Work instructions
Once the pictures are set aside, repeat all of the data below exactly.

[Stored data entries]
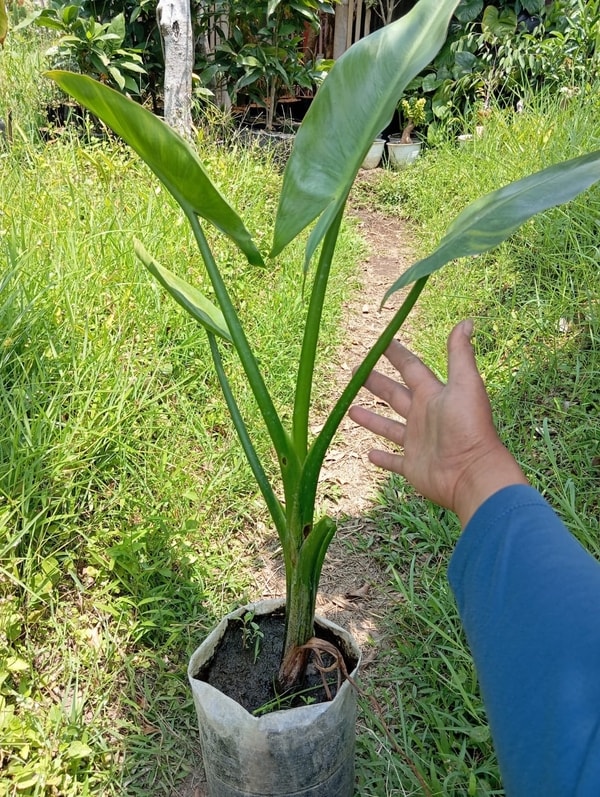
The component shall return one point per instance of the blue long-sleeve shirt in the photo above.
(529, 599)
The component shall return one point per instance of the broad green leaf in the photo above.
(491, 219)
(3, 22)
(168, 155)
(356, 101)
(190, 298)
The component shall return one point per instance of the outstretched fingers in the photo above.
(414, 372)
(397, 396)
(379, 424)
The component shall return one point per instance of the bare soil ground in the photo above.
(354, 590)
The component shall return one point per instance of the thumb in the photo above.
(462, 367)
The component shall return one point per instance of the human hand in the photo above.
(451, 451)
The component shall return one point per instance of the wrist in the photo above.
(491, 471)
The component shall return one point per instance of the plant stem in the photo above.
(281, 441)
(316, 454)
(312, 326)
(273, 504)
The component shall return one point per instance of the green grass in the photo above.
(536, 305)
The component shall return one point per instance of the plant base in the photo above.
(306, 751)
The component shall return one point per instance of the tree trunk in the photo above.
(175, 24)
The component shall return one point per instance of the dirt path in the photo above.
(354, 589)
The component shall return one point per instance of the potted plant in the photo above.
(404, 149)
(258, 51)
(316, 185)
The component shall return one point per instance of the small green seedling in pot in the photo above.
(355, 102)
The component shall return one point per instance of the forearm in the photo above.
(528, 595)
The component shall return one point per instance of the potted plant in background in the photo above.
(307, 749)
(404, 149)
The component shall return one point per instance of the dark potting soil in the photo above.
(232, 669)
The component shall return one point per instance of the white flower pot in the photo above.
(306, 751)
(402, 155)
(374, 154)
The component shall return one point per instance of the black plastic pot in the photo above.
(306, 751)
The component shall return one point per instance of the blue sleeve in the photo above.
(529, 599)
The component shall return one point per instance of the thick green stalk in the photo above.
(301, 597)
(273, 504)
(312, 327)
(316, 454)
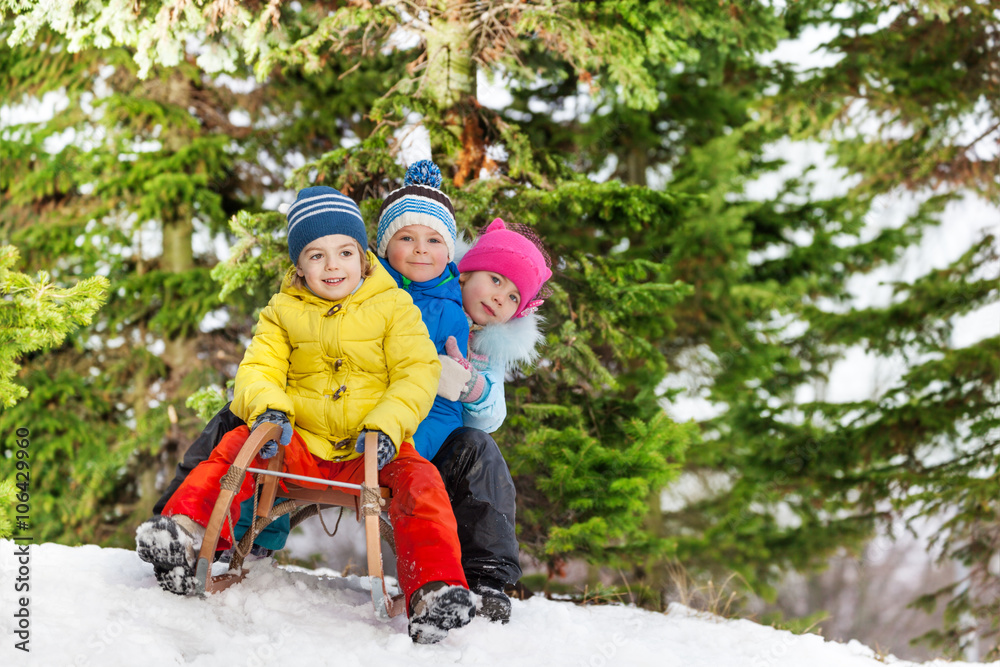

Answer to the problem
The component shall return one point per instance of the blue long-sleeve shirt in the photo above.
(529, 599)
The component shall return one point per instance of the broad green leaf in the photo above.
(491, 219)
(3, 22)
(168, 155)
(356, 101)
(190, 298)
The component shall return one point per instance of the outstretched fingers in the photo above.
(414, 372)
(397, 396)
(379, 424)
The component shall return one point per instance of the bare soil ground in the photo above.
(354, 590)
The component shall return one point per instance of the thumb in the photo above.
(462, 367)
The component shall return one point per instance of the human hand in the photo above.
(451, 451)
The component shall return one point per instance of the wrist in the photo above.
(491, 471)
The component shall return one point per instance of the plant stem in the photo above.
(281, 441)
(316, 454)
(312, 326)
(273, 504)
The component shall return one point per instance of the green grass in the photo above.
(536, 305)
The component shall return one point per instance of the plant base in the photo above.
(306, 751)
The component shall return one point per instance of the tree trunk in the photo above.
(175, 24)
The component shall return one point per instance of the dirt path in the photo above.
(354, 589)
The component shall return one point per instance of the potted plant in the photo above.
(404, 149)
(258, 51)
(316, 185)
The component shall return one point per instance of the small green seedling in pot in the photo above.
(355, 102)
The component shall return one point per instance of the forearm in the photo above.
(528, 595)
The component shall return one point per instance of the potted plant in background in the photo above.
(307, 749)
(404, 149)
The component shall return one point per instance of the dark potting soil in the photo above.
(232, 669)
The component shall return one point per instance of the white flower pot in the photo above.
(306, 751)
(402, 155)
(374, 154)
The component shall return one point per instance of the black plastic pot in the photo above.
(306, 751)
The component shall return one point per instance of the blue sleeve in the photo above.
(529, 599)
The component shall return one point per instance of the thick green stalk in the photo above.
(301, 597)
(273, 504)
(312, 327)
(316, 454)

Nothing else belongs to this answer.